The language course started on Thursday and has been pretty sweet so far. They split us into four levels, and I got thrown into the third. I think the fourth level is for people who are nearly fluent but just need to improve some for their project, and the second level is for people that have studied some things before but maybe not fully, so our level is somehow sandwiched in between there. I think most of us have learned all the basics before, we just need a little help with some specific or advanced topics and need practice speaking and expanding our vocabulary. I feel pretty comfortable in this level, but I have been considering moving up just because I think if I am severely challenged I could learn a lot faster than if I’m mostly comfortable. We’ll see though, I’m going to ask my teacher(s) for advice first (yeah, we actually have two teachers that rotate).

My time here has been really fun though. One of the coolest parts of this orientation, that I didn’t even consider at first, has been just meeting all the other Fulbrighters. We come from all over in every sense: all over the US, every field imaginable, and every personality type… but everyone is really nice and we’ve been having fun getting to know each other. It’s this huge group of very nice, interesting, and smart people just clinging to each other because we really don’t know much else around here. One friend Keith (who comes from Southern California and is an opera singer) described the experience we’ve all been having as “what we thought college would be like” and it’s pretty accurate. It’s a really good experience though because at the end of these six weeks, we’re all going to have a bunch of contacts, which can (most importantly) translate into free lodging and tours of cities all over the country. It’s just been a fantastic time of networking and learning German. The only problem is we speak way too much English, although the members of my class have almost entirely agreed to start speaking German to each other from today on. It may suck for some of the people that aren’t able to understand but we’ll strike some balance.

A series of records

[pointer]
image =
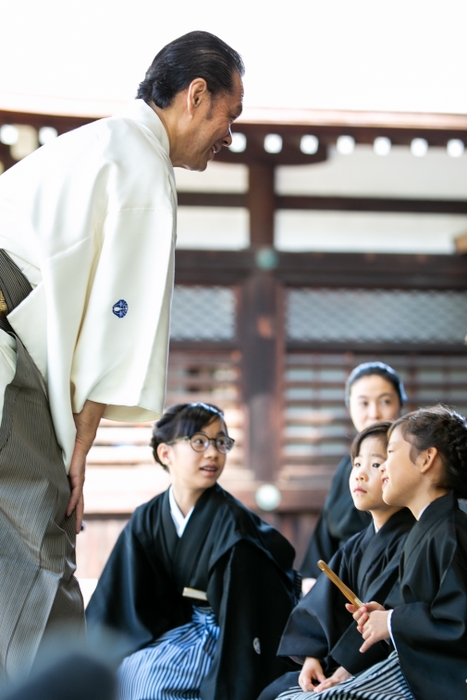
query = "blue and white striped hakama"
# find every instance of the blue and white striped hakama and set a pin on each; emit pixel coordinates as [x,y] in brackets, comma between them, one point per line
[173,667]
[383,681]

**Objective A**.
Decide whether each statement agrees with the post about the language course, answering yes or no and quoting the deciding words: (i) The course divided the students into four levels. (ii) The writer's class has a single teacher. (iii) Keith is an opera singer from Southern California.
**Objective B**.
Extract every line of the listing word for word, omitting the pictures.
The listing is unrelated to the post about the language course.

**Exercise response A**.
(i) Yes: "They split us into four levels"
(ii) No: "we actually have two teachers that rotate"
(iii) Yes: "who comes from Southern California and is an opera singer"

**Exercise response B**.
[pointer]
image =
query = "blue and white striped hakama"
# find every instance of the blue and white striped hakama and set a pin on each; emit pixel coordinates as [x,y] in brackets, comma between them, one point per line
[173,667]
[383,681]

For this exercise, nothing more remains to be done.